> _Exercise requirements_:
- a) According to the text on Sanford Biggers's Codeswitch, how many of his quilt-based works hang throughout the gallery space?
- b) Reproduce verbatim the section of the text on Sanford Biggers's Codeswitch that begins with the words containing "In Codeswitch at" and ends with "so confidently moves.".
- c) Compose the next portion of the text on Sanford Biggers's Codeswitch, beginning after its final line.

[Provided passage start]

Sanford Biggers: Codeswitch

Installation view: <em>Sanford Biggers: Codeswitch</em>, The Bronx Museum of the Arts, 2020. Photo: Argenis Apolinario. Courtesy Bronx Museum of the Arts.
Installation view: Sanford Biggers: Codeswitch, The Bronx Museum of the Arts, 2020. Photo: Argenis Apolinario. Courtesy Bronx Museum of the Arts.

“ I suspect that is what many of you are up to, practicing futures together, practicing justice together, living into new stories.” — Adrienne Maree Brown

On View
The Bronx Museum of the Arts
Codeswitch
September 9, 2020 – January 24, 2021
New York

In Codeswitch at the Bronx Museum, Sanford Biggers moves seamlessly between a myriad of media, sampling and reconfiguring remnants of history, both distant and recent, and creating concurrencies upon visual conversations forged by others. His sampling mashes disparate fragments in order to engender alternate narratives, novel blendings of varying cultures, and terrains free from tyrannies of hierarchy and ownership. More than 50 of Biggers’s quilt-based works are hung throughout the gallery space along with a video projected onto a platform raised inches from the floor. The work takes its cues from the lore around African American quilting as both a tool for communication and a topographical blueprint for escape. Although the syntactics of such quilts have been disputed, it is within the liminality between truth and fiction that Biggers so confidently moves.

Sanford Biggers, <em>Reconstruction</em>, 2019. Antique quilt, birch plywood, gold leaf. 38 x 72 x 19 inches. Courtesy the artist and Monique Meloche Gallery, Chicago. Photo: RCH Photography.
Sanford Biggers, Reconstruction, 2019. Antique quilt, birch plywood, gold leaf. 38 x 72 x 19 inches. Courtesy the artist and Monique Meloche Gallery, Chicago. Photo: RCH Photography.

[Provided passage end]
[Supplied entries start]

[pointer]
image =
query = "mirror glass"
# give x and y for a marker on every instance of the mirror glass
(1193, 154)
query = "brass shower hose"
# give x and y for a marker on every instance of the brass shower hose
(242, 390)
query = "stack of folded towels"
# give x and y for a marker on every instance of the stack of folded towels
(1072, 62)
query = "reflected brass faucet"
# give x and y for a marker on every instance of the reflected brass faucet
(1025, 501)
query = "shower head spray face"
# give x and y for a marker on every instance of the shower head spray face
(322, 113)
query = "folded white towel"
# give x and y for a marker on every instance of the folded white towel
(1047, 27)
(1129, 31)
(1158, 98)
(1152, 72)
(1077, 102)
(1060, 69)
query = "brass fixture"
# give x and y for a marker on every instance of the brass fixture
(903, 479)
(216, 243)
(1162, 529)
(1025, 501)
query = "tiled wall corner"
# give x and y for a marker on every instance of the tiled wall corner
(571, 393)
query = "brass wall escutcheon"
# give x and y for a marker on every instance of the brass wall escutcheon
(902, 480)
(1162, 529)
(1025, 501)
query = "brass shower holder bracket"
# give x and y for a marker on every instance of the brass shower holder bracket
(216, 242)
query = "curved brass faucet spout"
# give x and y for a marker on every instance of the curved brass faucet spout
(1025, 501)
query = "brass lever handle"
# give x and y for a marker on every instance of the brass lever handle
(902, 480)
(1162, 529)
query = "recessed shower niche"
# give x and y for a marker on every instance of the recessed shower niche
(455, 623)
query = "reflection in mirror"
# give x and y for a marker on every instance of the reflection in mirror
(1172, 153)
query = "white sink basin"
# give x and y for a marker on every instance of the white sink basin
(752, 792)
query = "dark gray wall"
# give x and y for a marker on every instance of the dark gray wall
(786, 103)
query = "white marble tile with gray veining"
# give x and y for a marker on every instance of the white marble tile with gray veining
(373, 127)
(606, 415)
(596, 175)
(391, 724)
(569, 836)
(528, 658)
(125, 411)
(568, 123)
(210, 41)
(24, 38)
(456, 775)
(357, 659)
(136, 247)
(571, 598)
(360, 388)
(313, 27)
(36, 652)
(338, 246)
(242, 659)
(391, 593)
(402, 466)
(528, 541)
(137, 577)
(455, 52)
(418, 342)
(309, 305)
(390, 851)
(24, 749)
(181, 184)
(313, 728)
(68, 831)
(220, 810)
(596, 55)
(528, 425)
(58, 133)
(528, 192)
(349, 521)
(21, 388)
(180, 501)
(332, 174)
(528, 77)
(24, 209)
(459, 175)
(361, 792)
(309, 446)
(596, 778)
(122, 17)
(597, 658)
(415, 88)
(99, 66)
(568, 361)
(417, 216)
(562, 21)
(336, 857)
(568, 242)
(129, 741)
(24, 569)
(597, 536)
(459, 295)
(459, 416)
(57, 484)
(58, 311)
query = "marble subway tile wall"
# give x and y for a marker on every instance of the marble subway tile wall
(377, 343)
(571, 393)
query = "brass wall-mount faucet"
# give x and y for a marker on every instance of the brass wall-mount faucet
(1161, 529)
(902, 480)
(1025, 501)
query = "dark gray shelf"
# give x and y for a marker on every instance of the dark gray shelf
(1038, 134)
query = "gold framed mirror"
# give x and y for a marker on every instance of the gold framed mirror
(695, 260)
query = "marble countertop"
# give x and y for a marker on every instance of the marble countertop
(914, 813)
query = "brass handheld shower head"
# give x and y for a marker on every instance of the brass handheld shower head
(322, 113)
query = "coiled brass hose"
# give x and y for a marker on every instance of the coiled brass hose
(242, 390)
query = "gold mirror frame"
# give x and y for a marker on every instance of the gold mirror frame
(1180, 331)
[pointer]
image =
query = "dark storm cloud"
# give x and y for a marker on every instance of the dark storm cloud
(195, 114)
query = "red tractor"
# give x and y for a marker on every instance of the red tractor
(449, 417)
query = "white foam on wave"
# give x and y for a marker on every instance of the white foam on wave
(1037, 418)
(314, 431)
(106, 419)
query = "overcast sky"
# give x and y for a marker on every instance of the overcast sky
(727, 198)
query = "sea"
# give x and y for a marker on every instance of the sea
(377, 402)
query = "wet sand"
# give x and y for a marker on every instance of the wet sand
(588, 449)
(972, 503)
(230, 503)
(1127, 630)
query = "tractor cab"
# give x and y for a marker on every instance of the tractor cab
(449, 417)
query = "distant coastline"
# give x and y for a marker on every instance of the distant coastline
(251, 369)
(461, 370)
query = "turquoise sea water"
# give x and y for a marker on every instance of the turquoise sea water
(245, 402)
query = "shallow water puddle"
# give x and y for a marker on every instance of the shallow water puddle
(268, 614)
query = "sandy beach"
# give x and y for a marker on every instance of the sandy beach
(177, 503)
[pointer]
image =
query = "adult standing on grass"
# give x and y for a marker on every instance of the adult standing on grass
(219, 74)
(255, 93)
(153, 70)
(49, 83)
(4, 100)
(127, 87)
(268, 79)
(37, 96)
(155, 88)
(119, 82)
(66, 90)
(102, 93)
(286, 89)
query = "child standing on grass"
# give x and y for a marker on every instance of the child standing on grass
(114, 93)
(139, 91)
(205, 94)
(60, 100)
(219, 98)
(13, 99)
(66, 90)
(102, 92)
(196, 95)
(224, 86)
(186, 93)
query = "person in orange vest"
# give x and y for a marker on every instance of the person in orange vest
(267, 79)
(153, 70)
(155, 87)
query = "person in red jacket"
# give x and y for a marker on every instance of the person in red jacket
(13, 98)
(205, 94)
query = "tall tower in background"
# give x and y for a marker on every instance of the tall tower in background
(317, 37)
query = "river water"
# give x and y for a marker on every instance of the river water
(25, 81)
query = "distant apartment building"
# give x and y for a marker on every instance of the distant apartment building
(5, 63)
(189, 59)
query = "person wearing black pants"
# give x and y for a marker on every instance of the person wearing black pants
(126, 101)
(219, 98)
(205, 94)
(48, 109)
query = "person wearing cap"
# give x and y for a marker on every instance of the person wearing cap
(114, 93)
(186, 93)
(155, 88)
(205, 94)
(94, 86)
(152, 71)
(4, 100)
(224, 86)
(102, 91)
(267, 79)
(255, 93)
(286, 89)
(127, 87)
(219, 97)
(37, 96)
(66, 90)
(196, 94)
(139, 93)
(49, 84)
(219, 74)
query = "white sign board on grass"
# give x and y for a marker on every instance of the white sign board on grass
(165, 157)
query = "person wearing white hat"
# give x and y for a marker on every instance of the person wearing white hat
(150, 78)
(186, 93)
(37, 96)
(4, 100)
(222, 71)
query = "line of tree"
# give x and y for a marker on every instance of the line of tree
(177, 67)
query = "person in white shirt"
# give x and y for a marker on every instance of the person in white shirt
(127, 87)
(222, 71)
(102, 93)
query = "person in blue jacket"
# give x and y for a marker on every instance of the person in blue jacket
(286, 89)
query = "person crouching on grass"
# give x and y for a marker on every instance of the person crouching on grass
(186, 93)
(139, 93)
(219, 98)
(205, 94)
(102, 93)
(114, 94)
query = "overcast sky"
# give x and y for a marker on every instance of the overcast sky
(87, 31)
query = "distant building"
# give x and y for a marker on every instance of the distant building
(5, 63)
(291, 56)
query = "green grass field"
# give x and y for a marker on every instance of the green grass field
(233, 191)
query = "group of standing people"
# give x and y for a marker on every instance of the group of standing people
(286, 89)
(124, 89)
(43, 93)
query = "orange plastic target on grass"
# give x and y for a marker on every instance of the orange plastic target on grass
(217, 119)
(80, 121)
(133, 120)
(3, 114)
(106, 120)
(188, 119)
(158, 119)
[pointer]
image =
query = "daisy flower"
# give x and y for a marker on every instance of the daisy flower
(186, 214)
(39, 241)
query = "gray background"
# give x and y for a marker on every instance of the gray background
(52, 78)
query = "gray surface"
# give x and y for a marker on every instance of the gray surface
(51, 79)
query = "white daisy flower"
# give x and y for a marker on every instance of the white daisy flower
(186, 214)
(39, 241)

[Supplied entries end]

> _Responses to the exercise_:
- a) More than 50

- b)
In Codeswitch at the Bronx Museum, Sanford Biggers moves seamlessly between a myriad of media, sampling and reconfiguring remnants of history, both distant and recent, and creating concurrencies upon visual conversations forged by others. His sampling mashes disparate fragments in order to engender alternate narratives, novel blendings of varying cultures, and terrains free from tyrannies of hierarchy and ownership. More than 50 of Biggers’s quilt-based works are hung throughout the gallery space along with a video projected onto a platform raised inches from the floor. The work takes its cues from the lore around African American quilting as both a tool for communication and a topographical blueprint for escape. Although the syntactics of such quilts have been disputed, it is within the liminality between truth and fiction that Biggers so confidently moves.

- c)
This show is a culmination of Biggers’s years of tender investigations into heirloom quilts, work that feels like a catalyst for an as-yet-undetermined future while also cradling deep respect for a carefully woven past. In Reconstruction (2019), plywood forms fractalize out from the wall, requesting an oscillatory movement of the viewer in and around its geometric valleys and peaks. The familiar (and problematic) stars and stripes of the American flag are interrupted by embroidered botanical studies, organic plots of earth that stubbornly erupt through the banner’s stifling, hard-edged bars. Biggers’s disarming of what feels predetermined, fixed, and stagnant offers the viewer hope for both kinetic and futuristic landscapes. Similarly, in Incidental Geometry (2017), the squares of the quilt fold in on themselves with the aid of the plywood structure, insisting upon a constant movement that permits spaces for camouflaged narratives to exist. In Bonsai (2016) gold paint upon the quilt’s softness mimics pressed metallic sheets and yet cannot conceal an intricate network of stitching beneath, divulging the whispered suggestion of touch in its making. Striped patches float in to invade the lustrous landscape: visual ruptures that emphasize the multidimensionality of viewership—or of cultural traditions—that reside within the piece.

Installation view: <em>Sanford Biggers: Codeswitch</em>, The Bronx Museum of the Arts, 2020. Photo: Argenis Apolinario. Courtesy Bronx Museum of the Arts.
Installation view: Sanford Biggers: Codeswitch, The Bronx Museum of the Arts, 2020. Photo: Argenis Apolinario. Courtesy Bronx Museum of the Arts.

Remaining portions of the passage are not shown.